# [EXERCISE OBJECTIVE]
Copy each line below holding "sample".

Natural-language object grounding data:
========

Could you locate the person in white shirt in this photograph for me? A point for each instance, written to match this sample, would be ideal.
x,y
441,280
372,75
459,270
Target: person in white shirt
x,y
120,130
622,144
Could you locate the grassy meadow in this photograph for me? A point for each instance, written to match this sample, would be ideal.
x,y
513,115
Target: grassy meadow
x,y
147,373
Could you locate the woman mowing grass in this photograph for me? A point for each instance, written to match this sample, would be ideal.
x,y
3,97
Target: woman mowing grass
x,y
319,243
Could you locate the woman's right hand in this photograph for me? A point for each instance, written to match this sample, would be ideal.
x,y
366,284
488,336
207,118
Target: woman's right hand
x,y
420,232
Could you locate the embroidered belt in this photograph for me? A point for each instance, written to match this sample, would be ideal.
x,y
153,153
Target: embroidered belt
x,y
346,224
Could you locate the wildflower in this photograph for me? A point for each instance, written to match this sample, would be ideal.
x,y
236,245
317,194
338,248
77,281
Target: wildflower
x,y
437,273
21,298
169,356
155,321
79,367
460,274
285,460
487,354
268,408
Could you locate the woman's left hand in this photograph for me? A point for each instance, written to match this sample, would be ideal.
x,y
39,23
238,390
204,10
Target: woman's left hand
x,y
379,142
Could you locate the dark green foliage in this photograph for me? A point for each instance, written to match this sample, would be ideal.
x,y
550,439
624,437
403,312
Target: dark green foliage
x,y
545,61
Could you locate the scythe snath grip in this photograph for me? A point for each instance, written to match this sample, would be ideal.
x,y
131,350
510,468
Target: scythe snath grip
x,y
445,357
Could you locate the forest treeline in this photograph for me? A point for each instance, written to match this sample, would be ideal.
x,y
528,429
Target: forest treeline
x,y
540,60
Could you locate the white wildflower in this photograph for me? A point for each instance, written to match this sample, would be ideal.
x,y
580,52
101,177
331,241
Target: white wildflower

========

# [OUTPUT OF THE EXERCISE]
Could you locate the person in white shirt in this photograph for me? A point for each instance, written to match this sample, would be ideal.
Could you locate the grassy meadow in this photograph for me? A point for each instance, written to match this sample, would be ideal.
Could you locate the woman mowing grass in this photograph for me? A point for each instance, written to match this sample, would be ideal.
Could you locate the woman's right hand in this photograph for me? A point for each instance, written to match this sample, would be ideal.
Could you locate the embroidered belt in this photograph for me? A point for each instance, written to match this sample, would be ideal.
Could you locate the wildflower in this photograph for me? A point for each instance, written to match this sample, would be ideal.
Could you locate the woman's left hand in this photograph for me? A point for each instance, written to match this sample, would be ideal.
Could you locate the dark green foliage in this photograph for me? A point for each instance, written to match this sample, would be ideal.
Could you locate the scythe snath grip in this photograph for me? A point for each instance, written to match this sample, would be ideal.
Could you locate the forest treeline in this photograph for me? A point for each instance, written to match this sample, would be ideal.
Could you locate the white wildflower in this photograph for me? A point for each instance, written to match this sample, would be ideal.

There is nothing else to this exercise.